§ **Görev A**: İbraname metninin "4857 sayılı İş" ifadesinden "başlığı altında düzenlenmiştir." ifadesine kadar olan kısmını, "yürürlüğe giren" yerine "yürürlüğe konulan" kullanarak yeniden yazın.
§ **Görev B**: İbraname metnine göre ibra sözleşmesi, 6098 sayılı Türk Borçlar Kanunu'nun hangi maddesinde ve hangi başlık altında düzenlenmiştir?

§ **Sayfa**:
☆ ☆ ☆ ☆
İşçinin işten ayrıldığı takdirde hak ve alacaklarını aldığına ilişkin ibraname düzenlenmektedir.
İbra sözleşmesi ise, işçinin işverene karşı sahip olduğu hak ve alacağını almış olduğunu gösteren bir sözleşmedir. İbra sözleşmesi çalışma ilişkilerinde "ibraname" adıyla yaygın bir uygulama alanı bulmaktadır. Diğer bir deyişle ibraname, işten ayrılan işçinin bu işyerindeki alacaklarının tümünü aldığını ve işverenden herhangi bir alacağının kalmadığını gösteren işçi tarafından imzalanmış bir belgedir.
Borcun sona erme şekillerinden biri olan ibra sözleşmelerine İş Hukuku açısından sınırlı biçimde değer verilmektedir.
İş sözleşmesi devam ederken ya da sözleşmenin sona ermesinden sonra bir aylık süre geçmeden alınan ibranamelerin bir hükmü bulunmamaktadır.
4857 sayılı İş Kanunu, 854 sayılı Deniz İş Kanunu ve 5953 sayılı Basın İş Kanunu'nda ibra sözleşmesine yer verilmemiştir. Ancak, 01.07.2012 tarihinde yürürlüğe giren ve 818 sayılı Türk Borçlar Kanunu'nu yürürlükten kaldıran 6098 sayılı Türk Borçlar Kanunu'nun 420. maddesinde "Ceza koşulu ve ibra" başlığı altında düzenlenmiştir.
☆ ☆ ☆ ☆
[Veri girişleri]
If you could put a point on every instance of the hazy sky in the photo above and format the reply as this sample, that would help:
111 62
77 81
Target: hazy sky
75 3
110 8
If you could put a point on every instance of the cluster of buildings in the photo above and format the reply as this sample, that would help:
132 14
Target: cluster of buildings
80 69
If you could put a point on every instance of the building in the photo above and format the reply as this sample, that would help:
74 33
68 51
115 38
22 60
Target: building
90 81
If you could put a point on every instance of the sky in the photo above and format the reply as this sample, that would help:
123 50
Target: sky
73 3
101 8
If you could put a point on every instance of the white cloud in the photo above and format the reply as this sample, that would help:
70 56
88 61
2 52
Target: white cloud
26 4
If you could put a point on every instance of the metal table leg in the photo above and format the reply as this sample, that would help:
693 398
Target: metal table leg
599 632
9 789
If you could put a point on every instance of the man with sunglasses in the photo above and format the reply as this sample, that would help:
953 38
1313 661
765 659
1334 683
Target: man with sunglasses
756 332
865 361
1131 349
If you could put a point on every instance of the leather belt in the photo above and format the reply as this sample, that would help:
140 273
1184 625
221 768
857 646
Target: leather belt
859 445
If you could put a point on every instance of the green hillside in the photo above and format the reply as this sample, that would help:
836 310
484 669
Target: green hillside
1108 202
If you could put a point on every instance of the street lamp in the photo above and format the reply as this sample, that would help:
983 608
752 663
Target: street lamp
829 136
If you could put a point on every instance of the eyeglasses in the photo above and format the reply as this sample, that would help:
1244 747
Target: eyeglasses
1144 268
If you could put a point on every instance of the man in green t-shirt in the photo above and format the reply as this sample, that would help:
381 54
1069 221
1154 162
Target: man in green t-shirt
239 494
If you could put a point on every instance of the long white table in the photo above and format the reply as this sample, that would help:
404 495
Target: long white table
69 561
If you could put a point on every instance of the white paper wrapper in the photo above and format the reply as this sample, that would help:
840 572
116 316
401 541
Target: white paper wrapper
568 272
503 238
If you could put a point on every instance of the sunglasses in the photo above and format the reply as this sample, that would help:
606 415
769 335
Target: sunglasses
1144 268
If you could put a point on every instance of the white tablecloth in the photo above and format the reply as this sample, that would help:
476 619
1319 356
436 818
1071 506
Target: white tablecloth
☆ ☆ ☆ ☆
§ **Doğru yanıt A**:
4857 sayılı İş Kanunu, 854 sayılı Deniz İş Kanunu ve 5953 sayılı Basın İş Kanunu'nda ibra sözleşmesine yer verilmemiştir. Ancak, 01.07.2012 tarihinde yürürlüğe konulan ve 818 sayılı Türk Borçlar Kanunu'nu yürürlükten kaldıran 6098 sayılı Türk Borçlar Kanunu'nun 420. maddesinde "Ceza koşulu ve ibra" başlığı altında düzenlenmiştir.

§ **Doğru yanıt B**: 420. maddede, "Ceza koşulu ve ibra" başlığı altında.